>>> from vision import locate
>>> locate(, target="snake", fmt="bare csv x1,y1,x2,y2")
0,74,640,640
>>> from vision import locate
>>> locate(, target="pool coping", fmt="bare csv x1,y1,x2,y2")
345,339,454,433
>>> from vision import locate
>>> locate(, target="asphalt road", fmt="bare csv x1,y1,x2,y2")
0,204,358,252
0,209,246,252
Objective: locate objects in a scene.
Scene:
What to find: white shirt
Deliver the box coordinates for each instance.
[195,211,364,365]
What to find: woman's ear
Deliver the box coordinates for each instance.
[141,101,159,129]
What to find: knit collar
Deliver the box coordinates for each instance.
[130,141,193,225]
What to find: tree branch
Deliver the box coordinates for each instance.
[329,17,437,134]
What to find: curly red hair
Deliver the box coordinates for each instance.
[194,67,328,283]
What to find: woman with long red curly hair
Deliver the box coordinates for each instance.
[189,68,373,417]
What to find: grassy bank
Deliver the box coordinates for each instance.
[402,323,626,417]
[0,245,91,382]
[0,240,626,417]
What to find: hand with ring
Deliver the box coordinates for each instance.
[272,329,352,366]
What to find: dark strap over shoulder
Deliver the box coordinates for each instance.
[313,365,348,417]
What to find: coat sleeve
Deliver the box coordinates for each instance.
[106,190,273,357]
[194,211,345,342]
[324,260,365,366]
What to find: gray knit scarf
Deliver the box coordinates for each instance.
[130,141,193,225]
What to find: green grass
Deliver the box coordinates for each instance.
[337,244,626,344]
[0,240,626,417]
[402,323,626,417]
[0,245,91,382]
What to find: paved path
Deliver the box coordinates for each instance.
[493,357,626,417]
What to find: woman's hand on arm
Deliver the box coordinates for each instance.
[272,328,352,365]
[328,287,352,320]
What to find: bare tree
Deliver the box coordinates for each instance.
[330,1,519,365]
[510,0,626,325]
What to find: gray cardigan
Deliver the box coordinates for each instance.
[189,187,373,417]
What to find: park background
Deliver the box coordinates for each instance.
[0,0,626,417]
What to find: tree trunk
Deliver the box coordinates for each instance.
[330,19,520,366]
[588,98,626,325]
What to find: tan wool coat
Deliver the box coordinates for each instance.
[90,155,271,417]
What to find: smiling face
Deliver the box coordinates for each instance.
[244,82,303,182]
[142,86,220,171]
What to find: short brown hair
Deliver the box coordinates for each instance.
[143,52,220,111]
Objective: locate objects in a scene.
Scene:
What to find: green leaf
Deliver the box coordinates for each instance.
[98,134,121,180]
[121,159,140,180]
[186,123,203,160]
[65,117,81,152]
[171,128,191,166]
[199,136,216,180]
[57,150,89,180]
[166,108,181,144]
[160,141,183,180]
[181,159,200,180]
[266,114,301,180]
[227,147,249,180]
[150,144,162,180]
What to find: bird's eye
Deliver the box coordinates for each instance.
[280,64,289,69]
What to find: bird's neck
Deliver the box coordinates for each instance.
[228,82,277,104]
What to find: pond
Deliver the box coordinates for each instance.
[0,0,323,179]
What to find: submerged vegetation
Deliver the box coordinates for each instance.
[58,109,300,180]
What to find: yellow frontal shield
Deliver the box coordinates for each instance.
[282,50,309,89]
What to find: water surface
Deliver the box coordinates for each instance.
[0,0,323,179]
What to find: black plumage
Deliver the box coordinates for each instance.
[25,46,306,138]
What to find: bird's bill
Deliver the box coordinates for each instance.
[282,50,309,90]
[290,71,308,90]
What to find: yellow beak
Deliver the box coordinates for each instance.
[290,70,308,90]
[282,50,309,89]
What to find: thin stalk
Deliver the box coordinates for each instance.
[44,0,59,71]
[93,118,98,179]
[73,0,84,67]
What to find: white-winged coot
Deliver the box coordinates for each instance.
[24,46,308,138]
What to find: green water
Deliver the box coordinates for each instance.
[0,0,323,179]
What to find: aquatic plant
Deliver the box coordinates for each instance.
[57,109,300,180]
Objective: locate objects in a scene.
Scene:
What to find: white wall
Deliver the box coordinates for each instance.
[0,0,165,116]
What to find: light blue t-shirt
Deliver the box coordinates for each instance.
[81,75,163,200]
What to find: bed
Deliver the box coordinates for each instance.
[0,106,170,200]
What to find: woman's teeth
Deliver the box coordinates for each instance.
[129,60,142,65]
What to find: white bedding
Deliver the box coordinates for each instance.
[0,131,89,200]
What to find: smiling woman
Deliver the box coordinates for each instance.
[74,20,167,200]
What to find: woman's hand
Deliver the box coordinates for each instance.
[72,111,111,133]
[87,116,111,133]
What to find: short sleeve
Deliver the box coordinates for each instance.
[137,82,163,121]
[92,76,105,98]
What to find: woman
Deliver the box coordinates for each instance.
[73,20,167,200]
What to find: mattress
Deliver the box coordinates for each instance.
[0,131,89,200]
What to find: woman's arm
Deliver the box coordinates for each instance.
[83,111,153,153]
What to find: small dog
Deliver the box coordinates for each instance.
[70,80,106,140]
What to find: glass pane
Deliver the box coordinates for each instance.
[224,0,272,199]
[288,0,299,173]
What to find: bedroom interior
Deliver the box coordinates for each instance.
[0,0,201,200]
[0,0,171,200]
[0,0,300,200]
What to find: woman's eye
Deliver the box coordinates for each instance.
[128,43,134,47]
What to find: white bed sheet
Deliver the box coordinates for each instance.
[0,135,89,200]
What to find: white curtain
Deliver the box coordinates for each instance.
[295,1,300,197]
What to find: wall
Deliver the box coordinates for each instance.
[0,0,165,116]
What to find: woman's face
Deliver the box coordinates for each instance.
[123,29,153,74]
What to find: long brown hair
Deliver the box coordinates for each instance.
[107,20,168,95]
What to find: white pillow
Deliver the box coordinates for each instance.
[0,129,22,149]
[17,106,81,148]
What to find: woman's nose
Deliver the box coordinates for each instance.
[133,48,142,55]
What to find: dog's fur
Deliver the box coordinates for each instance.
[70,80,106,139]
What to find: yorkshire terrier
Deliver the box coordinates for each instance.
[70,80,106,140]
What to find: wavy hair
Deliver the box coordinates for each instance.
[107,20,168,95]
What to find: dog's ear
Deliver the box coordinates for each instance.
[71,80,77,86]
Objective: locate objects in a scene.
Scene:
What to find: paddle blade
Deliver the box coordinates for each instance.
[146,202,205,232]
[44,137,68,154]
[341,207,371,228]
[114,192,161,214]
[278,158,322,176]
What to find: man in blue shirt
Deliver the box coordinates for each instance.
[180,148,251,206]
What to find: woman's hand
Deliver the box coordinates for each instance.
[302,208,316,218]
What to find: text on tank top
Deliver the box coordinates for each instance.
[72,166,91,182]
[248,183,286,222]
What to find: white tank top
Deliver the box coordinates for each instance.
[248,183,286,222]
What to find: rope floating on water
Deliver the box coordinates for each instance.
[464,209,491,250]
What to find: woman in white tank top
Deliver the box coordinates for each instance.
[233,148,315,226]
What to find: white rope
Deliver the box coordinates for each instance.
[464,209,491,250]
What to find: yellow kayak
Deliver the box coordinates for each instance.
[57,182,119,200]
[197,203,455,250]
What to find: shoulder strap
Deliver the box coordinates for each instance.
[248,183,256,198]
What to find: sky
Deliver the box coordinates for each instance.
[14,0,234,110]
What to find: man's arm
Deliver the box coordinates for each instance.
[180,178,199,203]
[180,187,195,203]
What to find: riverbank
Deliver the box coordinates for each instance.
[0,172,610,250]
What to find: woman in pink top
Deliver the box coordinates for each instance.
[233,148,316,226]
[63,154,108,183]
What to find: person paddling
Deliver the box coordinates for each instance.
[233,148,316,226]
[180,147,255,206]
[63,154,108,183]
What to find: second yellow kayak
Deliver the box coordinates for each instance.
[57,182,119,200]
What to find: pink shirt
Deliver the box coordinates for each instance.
------------------------
-- EXERCISE TASK --
Rewrite the lines from the one with "What to find: white bed sheet" up to and including the one with "[278,158,322,176]", requests included, and decrease every bounding box coordinate in the answers by 129.

-- SOLVED PROBLEM --
What to find: white bed sheet
Deliver the box coordinates for each instance.
[-129,6,-40,71]
What to find: white curtain
Deliver the box coordinates for each instance.
[166,-128,171,68]
What to find: wall
Deliver the box coordinates for each instance.
[-129,-129,36,-13]
What to find: woman's face
Deliver the box coordinates for each instance.
[-6,-100,24,-55]
What to find: long brown hair
Deliver the box coordinates for each instance.
[-22,-109,39,-34]
What to find: white pillow
Deliver the box coordinates for each instance.
[-129,0,-107,20]
[-112,-23,-48,19]
What to find: woman's nose
Deliver the box coordinates for each instance.
[4,-81,13,-74]
What to find: dog's fur
Deliver the box coordinates for each instance.
[-59,-49,-23,10]
What to find: yorkshire terrier
Deliver the box coordinates for each instance.
[-59,-49,-23,11]
What to find: wavy hair
Deliver the box coordinates for each instance.
[-22,-109,39,-34]
What to find: dog's ear
Deliver the box coordinates for each instance.
[-58,-49,-52,-43]
Objective: locate objects in a scene.
Scene:
What to find: paddle blade
Deliver the box coordinates for each instance.
[17,73,76,103]
[-85,8,-61,25]
[212,78,242,99]
[-15,63,32,85]
[149,29,193,47]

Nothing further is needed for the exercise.